◆ TASK INPUTS ◆
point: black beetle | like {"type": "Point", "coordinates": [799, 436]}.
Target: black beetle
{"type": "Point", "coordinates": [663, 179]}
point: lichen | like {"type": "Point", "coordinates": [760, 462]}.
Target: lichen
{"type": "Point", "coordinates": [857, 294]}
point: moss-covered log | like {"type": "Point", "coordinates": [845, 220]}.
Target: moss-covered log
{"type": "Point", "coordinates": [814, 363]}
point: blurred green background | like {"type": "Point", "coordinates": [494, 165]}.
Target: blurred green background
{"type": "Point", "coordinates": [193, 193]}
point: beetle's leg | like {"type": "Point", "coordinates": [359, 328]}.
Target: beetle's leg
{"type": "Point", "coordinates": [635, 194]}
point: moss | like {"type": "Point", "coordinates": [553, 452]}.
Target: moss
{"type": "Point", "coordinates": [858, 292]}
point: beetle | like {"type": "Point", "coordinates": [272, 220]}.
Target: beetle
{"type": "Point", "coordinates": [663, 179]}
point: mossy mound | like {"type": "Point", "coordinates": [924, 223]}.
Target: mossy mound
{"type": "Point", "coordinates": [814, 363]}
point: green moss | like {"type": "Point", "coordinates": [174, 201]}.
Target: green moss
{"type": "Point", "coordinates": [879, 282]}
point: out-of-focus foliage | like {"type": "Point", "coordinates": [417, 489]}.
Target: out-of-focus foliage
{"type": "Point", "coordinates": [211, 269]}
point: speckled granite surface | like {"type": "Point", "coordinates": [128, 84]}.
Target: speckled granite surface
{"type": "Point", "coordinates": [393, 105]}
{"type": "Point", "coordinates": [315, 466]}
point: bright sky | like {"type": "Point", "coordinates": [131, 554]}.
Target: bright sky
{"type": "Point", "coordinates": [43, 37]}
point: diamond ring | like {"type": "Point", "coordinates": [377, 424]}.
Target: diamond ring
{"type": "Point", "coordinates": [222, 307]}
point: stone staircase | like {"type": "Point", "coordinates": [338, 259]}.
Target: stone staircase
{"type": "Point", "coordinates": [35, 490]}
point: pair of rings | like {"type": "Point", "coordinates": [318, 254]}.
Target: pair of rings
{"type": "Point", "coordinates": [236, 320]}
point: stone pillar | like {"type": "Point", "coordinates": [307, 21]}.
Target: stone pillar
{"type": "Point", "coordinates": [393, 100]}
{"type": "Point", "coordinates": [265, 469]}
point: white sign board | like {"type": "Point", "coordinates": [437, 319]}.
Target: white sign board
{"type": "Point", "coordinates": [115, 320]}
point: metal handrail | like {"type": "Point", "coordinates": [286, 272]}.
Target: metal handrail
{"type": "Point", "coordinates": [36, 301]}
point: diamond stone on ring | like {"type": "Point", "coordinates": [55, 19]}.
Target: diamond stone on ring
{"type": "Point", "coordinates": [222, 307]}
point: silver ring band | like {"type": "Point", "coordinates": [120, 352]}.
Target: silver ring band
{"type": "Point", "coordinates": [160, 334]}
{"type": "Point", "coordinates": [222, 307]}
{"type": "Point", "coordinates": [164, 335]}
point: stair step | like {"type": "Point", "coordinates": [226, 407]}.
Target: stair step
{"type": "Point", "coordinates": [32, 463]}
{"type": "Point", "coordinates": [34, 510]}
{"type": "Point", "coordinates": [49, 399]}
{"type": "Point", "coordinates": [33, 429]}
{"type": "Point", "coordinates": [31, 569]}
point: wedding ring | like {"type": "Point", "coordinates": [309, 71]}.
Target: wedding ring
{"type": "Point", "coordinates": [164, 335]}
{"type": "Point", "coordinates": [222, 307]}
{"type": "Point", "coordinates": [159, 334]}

◆ TASK INSTRUCTIONS ◆
Reproduce precisely the span of lines that begins at the line containing "point: bright sky" and ends with the last line of the listing.

◆ REPLY ◆
point: bright sky | like {"type": "Point", "coordinates": [131, 554]}.
Target: bright sky
{"type": "Point", "coordinates": [43, 37]}
point: diamond ring | like {"type": "Point", "coordinates": [377, 424]}.
Target: diamond ring
{"type": "Point", "coordinates": [222, 307]}
point: stone staircase | like {"type": "Point", "coordinates": [338, 259]}.
Target: stone staircase
{"type": "Point", "coordinates": [35, 490]}
point: pair of rings | like {"type": "Point", "coordinates": [318, 254]}.
Target: pair of rings
{"type": "Point", "coordinates": [236, 320]}
point: stone pillar | like {"type": "Point", "coordinates": [307, 21]}.
Target: stone pillar
{"type": "Point", "coordinates": [393, 100]}
{"type": "Point", "coordinates": [265, 469]}
point: white sign board | like {"type": "Point", "coordinates": [437, 319]}.
Target: white sign board
{"type": "Point", "coordinates": [115, 320]}
point: metal handrail | like {"type": "Point", "coordinates": [286, 272]}.
Target: metal handrail
{"type": "Point", "coordinates": [36, 301]}
point: diamond stone on ring | like {"type": "Point", "coordinates": [55, 19]}.
Target: diamond stone on ring
{"type": "Point", "coordinates": [222, 307]}
point: silver ring band | like {"type": "Point", "coordinates": [120, 352]}.
Target: silver ring band
{"type": "Point", "coordinates": [160, 334]}
{"type": "Point", "coordinates": [222, 307]}
{"type": "Point", "coordinates": [164, 335]}
point: stair step | like {"type": "Point", "coordinates": [226, 407]}.
Target: stair step
{"type": "Point", "coordinates": [32, 463]}
{"type": "Point", "coordinates": [34, 510]}
{"type": "Point", "coordinates": [49, 399]}
{"type": "Point", "coordinates": [33, 429]}
{"type": "Point", "coordinates": [31, 569]}
point: wedding ring | like {"type": "Point", "coordinates": [309, 71]}.
Target: wedding ring
{"type": "Point", "coordinates": [164, 335]}
{"type": "Point", "coordinates": [222, 307]}
{"type": "Point", "coordinates": [159, 334]}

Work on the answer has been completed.